Gather every line of the records below that contains the word "jacket", and copy each one out.
**** INPUT FOR THIS TASK ****
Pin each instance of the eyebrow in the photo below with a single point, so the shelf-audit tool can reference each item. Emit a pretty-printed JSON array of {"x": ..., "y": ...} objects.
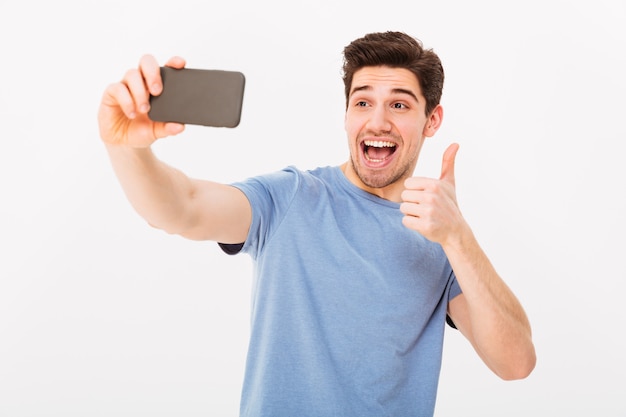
[{"x": 395, "y": 91}]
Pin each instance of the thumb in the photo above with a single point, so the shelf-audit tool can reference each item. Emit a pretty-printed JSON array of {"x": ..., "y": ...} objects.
[{"x": 447, "y": 165}]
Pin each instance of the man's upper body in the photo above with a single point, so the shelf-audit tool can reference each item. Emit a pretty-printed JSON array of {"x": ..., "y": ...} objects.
[
  {"x": 348, "y": 305},
  {"x": 393, "y": 87}
]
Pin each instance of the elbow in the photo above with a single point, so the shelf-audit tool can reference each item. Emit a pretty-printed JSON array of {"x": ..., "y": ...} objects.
[{"x": 520, "y": 368}]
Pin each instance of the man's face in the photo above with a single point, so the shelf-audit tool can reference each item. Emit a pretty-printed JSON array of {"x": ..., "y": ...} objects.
[{"x": 386, "y": 127}]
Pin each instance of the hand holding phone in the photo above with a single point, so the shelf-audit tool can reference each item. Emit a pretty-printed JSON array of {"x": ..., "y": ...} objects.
[{"x": 200, "y": 97}]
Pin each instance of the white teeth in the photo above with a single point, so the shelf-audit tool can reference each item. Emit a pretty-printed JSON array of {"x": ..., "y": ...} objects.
[{"x": 379, "y": 144}]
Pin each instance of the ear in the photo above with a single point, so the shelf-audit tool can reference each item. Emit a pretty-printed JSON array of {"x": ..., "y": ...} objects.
[{"x": 433, "y": 123}]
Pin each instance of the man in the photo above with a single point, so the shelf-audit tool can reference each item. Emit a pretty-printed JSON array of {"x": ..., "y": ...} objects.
[{"x": 356, "y": 267}]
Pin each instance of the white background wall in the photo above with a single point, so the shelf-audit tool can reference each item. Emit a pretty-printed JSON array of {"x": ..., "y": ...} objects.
[{"x": 102, "y": 315}]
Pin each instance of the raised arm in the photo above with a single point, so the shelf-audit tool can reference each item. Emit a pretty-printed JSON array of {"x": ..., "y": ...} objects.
[
  {"x": 164, "y": 196},
  {"x": 487, "y": 312}
]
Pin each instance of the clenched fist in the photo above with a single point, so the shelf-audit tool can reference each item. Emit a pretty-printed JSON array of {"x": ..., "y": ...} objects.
[{"x": 430, "y": 205}]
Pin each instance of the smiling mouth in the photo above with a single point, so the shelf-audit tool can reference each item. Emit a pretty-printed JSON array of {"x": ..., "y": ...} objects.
[{"x": 378, "y": 150}]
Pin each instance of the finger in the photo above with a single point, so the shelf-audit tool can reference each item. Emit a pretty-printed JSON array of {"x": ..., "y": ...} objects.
[
  {"x": 447, "y": 165},
  {"x": 176, "y": 62},
  {"x": 162, "y": 129},
  {"x": 151, "y": 74},
  {"x": 137, "y": 88},
  {"x": 117, "y": 95}
]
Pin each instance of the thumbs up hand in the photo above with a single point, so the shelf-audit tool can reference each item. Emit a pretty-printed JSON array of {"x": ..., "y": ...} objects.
[{"x": 429, "y": 205}]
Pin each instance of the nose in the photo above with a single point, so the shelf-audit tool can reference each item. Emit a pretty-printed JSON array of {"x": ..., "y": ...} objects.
[{"x": 379, "y": 120}]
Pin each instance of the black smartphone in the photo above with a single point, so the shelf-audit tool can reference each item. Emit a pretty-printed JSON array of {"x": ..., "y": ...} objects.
[{"x": 203, "y": 97}]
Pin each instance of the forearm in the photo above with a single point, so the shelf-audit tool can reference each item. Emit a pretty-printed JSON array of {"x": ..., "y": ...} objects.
[
  {"x": 158, "y": 192},
  {"x": 496, "y": 324}
]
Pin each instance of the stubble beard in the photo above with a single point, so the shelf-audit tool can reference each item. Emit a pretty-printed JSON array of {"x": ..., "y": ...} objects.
[{"x": 381, "y": 179}]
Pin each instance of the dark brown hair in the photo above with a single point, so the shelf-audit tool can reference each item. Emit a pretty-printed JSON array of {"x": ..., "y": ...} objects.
[{"x": 395, "y": 50}]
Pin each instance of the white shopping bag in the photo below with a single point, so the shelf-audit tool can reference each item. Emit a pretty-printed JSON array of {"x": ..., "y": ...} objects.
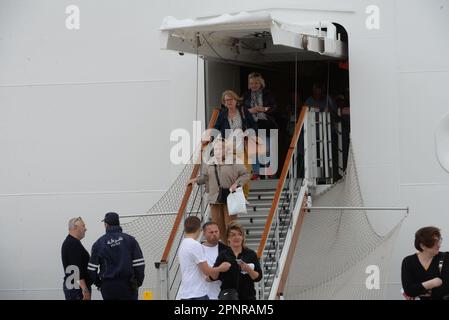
[{"x": 236, "y": 202}]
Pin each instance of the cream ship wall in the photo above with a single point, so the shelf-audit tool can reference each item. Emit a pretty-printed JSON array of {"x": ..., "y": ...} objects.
[{"x": 84, "y": 113}]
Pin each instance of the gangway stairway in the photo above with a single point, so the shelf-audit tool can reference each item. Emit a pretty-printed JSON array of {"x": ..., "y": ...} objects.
[
  {"x": 275, "y": 212},
  {"x": 260, "y": 199}
]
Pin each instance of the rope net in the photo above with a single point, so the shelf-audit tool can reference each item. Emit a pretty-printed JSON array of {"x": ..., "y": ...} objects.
[{"x": 338, "y": 250}]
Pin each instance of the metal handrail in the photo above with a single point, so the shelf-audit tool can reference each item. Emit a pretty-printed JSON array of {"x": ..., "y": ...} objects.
[{"x": 281, "y": 182}]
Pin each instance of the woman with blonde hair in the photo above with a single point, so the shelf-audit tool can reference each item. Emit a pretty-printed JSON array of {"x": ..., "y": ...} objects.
[
  {"x": 261, "y": 104},
  {"x": 245, "y": 267}
]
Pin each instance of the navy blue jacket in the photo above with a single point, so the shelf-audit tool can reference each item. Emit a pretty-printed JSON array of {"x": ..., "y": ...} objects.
[
  {"x": 116, "y": 256},
  {"x": 223, "y": 123}
]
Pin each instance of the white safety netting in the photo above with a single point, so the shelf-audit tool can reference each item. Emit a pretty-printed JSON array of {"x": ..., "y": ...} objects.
[
  {"x": 152, "y": 230},
  {"x": 339, "y": 254}
]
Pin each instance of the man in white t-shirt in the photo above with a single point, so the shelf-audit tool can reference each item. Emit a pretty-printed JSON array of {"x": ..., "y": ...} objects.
[
  {"x": 193, "y": 262},
  {"x": 212, "y": 247}
]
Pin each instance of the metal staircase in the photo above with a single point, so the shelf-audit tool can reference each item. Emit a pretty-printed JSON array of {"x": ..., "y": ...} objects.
[
  {"x": 276, "y": 210},
  {"x": 260, "y": 200}
]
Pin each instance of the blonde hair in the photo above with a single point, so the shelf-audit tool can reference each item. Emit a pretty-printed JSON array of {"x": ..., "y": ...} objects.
[
  {"x": 238, "y": 227},
  {"x": 258, "y": 77},
  {"x": 231, "y": 94}
]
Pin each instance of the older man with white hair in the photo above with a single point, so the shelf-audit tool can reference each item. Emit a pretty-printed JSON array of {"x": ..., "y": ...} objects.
[{"x": 75, "y": 258}]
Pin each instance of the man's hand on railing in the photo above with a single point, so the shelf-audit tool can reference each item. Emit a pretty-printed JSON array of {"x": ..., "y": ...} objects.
[
  {"x": 191, "y": 181},
  {"x": 224, "y": 267},
  {"x": 234, "y": 187}
]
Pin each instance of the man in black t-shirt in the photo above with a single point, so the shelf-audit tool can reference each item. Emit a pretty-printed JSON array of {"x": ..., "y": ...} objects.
[{"x": 77, "y": 284}]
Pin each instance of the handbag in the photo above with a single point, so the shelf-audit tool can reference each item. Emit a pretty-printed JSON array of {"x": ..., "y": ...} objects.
[
  {"x": 236, "y": 202},
  {"x": 222, "y": 192},
  {"x": 228, "y": 294},
  {"x": 269, "y": 123},
  {"x": 440, "y": 267}
]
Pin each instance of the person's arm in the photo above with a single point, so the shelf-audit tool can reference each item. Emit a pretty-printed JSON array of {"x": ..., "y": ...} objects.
[
  {"x": 138, "y": 263},
  {"x": 213, "y": 272},
  {"x": 256, "y": 273},
  {"x": 412, "y": 287},
  {"x": 85, "y": 290}
]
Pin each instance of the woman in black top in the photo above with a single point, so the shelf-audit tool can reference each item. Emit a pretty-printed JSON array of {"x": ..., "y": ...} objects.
[
  {"x": 245, "y": 267},
  {"x": 426, "y": 273}
]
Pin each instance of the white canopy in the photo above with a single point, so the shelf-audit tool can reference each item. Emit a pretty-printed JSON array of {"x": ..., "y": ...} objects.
[{"x": 252, "y": 36}]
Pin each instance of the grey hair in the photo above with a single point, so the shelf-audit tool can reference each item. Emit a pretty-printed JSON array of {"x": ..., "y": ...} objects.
[
  {"x": 72, "y": 223},
  {"x": 258, "y": 77}
]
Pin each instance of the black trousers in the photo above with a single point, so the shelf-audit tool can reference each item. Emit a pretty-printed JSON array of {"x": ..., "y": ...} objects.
[{"x": 118, "y": 290}]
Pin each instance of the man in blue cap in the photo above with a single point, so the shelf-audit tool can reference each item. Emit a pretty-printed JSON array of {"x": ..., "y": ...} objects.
[{"x": 116, "y": 265}]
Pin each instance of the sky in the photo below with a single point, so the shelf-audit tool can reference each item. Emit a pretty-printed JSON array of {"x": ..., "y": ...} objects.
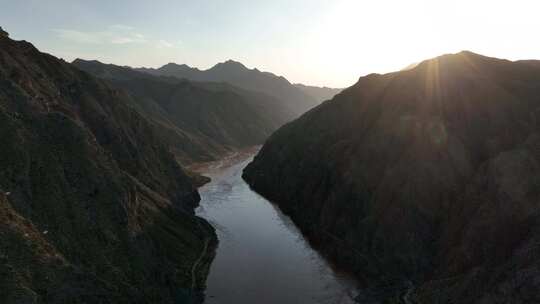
[{"x": 315, "y": 42}]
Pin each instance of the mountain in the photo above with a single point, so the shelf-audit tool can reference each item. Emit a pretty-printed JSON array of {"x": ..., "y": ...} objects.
[
  {"x": 203, "y": 120},
  {"x": 423, "y": 182},
  {"x": 318, "y": 93},
  {"x": 93, "y": 206},
  {"x": 238, "y": 75}
]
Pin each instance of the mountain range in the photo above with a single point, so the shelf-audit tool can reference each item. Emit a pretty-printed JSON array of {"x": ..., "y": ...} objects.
[
  {"x": 235, "y": 73},
  {"x": 201, "y": 120},
  {"x": 318, "y": 93},
  {"x": 93, "y": 206},
  {"x": 424, "y": 182}
]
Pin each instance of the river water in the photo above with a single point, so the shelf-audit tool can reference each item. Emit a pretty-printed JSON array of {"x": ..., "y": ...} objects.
[{"x": 262, "y": 257}]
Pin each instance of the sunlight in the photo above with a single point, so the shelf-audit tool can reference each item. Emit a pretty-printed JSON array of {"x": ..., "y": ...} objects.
[{"x": 355, "y": 37}]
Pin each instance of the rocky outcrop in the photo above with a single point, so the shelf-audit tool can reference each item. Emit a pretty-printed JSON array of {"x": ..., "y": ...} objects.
[
  {"x": 93, "y": 207},
  {"x": 3, "y": 33},
  {"x": 426, "y": 177}
]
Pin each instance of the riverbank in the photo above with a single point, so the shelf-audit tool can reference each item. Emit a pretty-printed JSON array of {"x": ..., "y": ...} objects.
[{"x": 261, "y": 256}]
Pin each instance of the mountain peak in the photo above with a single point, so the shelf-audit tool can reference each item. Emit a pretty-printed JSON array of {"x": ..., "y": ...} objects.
[
  {"x": 3, "y": 33},
  {"x": 231, "y": 64}
]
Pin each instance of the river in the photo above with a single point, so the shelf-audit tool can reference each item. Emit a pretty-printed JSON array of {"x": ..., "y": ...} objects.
[{"x": 262, "y": 257}]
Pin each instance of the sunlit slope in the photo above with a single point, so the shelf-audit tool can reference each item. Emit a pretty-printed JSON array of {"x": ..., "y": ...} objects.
[{"x": 429, "y": 175}]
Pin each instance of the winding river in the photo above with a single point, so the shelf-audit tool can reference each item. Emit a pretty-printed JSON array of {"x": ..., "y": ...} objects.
[{"x": 262, "y": 257}]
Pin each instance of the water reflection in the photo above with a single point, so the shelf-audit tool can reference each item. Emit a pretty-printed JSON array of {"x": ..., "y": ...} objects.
[{"x": 262, "y": 257}]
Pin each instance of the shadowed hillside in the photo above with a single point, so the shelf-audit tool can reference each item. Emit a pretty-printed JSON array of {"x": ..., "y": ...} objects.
[
  {"x": 203, "y": 120},
  {"x": 93, "y": 207},
  {"x": 425, "y": 182}
]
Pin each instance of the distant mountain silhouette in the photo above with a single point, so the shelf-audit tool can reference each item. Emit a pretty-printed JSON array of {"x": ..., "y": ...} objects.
[
  {"x": 319, "y": 93},
  {"x": 237, "y": 74},
  {"x": 93, "y": 206},
  {"x": 424, "y": 182},
  {"x": 203, "y": 119}
]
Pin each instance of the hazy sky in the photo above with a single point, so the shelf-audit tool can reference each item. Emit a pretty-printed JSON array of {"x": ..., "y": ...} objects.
[{"x": 310, "y": 41}]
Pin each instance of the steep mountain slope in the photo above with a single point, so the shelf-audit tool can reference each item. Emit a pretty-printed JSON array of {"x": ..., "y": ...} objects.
[
  {"x": 428, "y": 176},
  {"x": 237, "y": 74},
  {"x": 318, "y": 93},
  {"x": 93, "y": 208},
  {"x": 203, "y": 119}
]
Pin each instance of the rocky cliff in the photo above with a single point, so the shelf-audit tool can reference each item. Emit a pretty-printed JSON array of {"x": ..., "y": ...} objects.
[
  {"x": 423, "y": 182},
  {"x": 203, "y": 120},
  {"x": 93, "y": 207}
]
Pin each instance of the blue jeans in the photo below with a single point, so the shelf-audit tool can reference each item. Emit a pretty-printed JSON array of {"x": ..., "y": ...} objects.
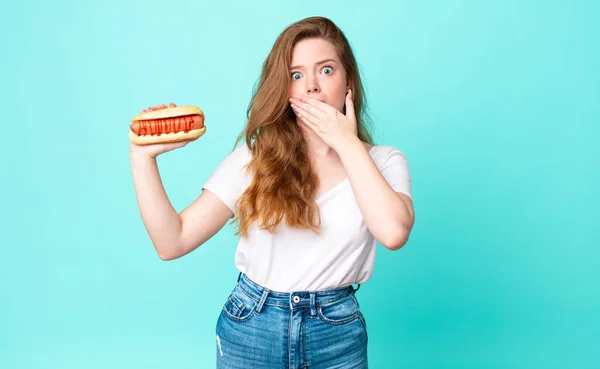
[{"x": 259, "y": 328}]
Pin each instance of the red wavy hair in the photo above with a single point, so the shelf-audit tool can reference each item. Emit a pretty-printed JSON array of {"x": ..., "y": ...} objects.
[{"x": 284, "y": 184}]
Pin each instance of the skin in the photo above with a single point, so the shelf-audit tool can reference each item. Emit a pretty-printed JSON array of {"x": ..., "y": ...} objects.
[
  {"x": 326, "y": 81},
  {"x": 317, "y": 96}
]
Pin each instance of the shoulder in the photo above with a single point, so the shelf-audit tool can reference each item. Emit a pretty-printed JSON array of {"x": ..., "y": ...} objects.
[
  {"x": 238, "y": 157},
  {"x": 384, "y": 154}
]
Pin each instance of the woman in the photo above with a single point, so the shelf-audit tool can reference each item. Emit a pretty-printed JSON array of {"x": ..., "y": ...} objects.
[{"x": 312, "y": 196}]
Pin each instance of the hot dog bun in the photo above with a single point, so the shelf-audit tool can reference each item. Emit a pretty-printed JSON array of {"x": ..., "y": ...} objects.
[{"x": 180, "y": 123}]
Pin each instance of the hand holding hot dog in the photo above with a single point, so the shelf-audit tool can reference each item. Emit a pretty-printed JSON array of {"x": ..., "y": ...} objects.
[{"x": 161, "y": 129}]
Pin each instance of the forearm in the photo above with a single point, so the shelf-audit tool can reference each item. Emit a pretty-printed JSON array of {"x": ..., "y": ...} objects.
[
  {"x": 384, "y": 211},
  {"x": 160, "y": 218}
]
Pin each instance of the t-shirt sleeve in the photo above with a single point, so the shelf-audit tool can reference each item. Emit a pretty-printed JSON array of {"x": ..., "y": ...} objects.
[
  {"x": 228, "y": 181},
  {"x": 396, "y": 171}
]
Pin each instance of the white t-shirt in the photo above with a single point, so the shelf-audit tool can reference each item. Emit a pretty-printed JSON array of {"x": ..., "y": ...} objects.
[{"x": 291, "y": 259}]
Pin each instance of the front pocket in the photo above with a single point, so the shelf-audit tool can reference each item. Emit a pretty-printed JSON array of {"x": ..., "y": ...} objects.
[
  {"x": 239, "y": 307},
  {"x": 342, "y": 311}
]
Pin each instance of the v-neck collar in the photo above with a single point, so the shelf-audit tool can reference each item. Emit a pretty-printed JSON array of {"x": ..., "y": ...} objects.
[{"x": 335, "y": 188}]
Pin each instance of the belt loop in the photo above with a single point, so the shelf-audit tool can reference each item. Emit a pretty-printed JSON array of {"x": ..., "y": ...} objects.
[{"x": 262, "y": 301}]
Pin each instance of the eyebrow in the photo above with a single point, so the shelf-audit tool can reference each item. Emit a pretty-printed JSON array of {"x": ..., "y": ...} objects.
[{"x": 317, "y": 63}]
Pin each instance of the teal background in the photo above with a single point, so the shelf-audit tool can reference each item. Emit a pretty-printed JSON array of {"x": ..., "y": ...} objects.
[{"x": 495, "y": 104}]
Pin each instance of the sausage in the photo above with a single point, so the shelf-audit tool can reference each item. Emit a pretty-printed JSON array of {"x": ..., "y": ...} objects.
[{"x": 153, "y": 127}]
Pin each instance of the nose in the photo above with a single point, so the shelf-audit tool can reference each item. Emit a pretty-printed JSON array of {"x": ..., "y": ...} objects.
[{"x": 313, "y": 85}]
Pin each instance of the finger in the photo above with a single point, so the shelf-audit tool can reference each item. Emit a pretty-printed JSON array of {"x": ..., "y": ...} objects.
[
  {"x": 299, "y": 110},
  {"x": 318, "y": 104},
  {"x": 309, "y": 109},
  {"x": 350, "y": 107},
  {"x": 306, "y": 122}
]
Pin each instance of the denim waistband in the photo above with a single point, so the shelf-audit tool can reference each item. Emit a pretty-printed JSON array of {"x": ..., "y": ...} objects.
[{"x": 298, "y": 299}]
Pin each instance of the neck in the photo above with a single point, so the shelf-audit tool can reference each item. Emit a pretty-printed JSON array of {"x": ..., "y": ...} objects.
[{"x": 316, "y": 146}]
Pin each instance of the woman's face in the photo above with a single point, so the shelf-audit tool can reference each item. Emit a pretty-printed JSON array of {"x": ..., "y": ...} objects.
[{"x": 316, "y": 71}]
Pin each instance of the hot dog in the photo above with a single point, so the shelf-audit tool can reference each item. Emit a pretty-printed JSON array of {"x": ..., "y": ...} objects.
[{"x": 173, "y": 124}]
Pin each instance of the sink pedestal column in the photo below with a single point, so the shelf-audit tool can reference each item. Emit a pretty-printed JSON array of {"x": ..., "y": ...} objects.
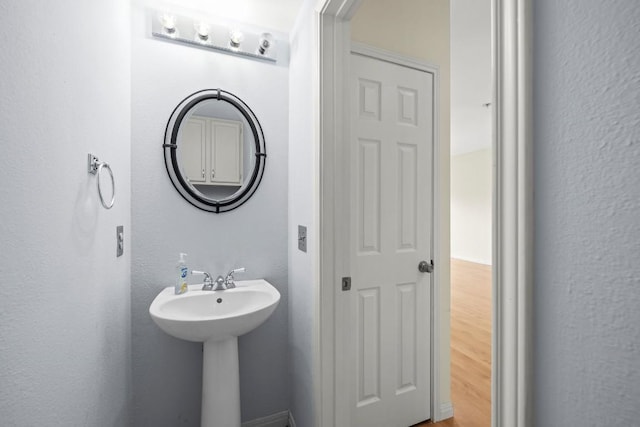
****
**WRITTEN ANSWER**
Pin each instance of the navy blue jacket in the photo above with a single point, so the shelf-audit tool can reference each item. Emit a pretty-printed JSON array of {"x": ..., "y": ...} objects.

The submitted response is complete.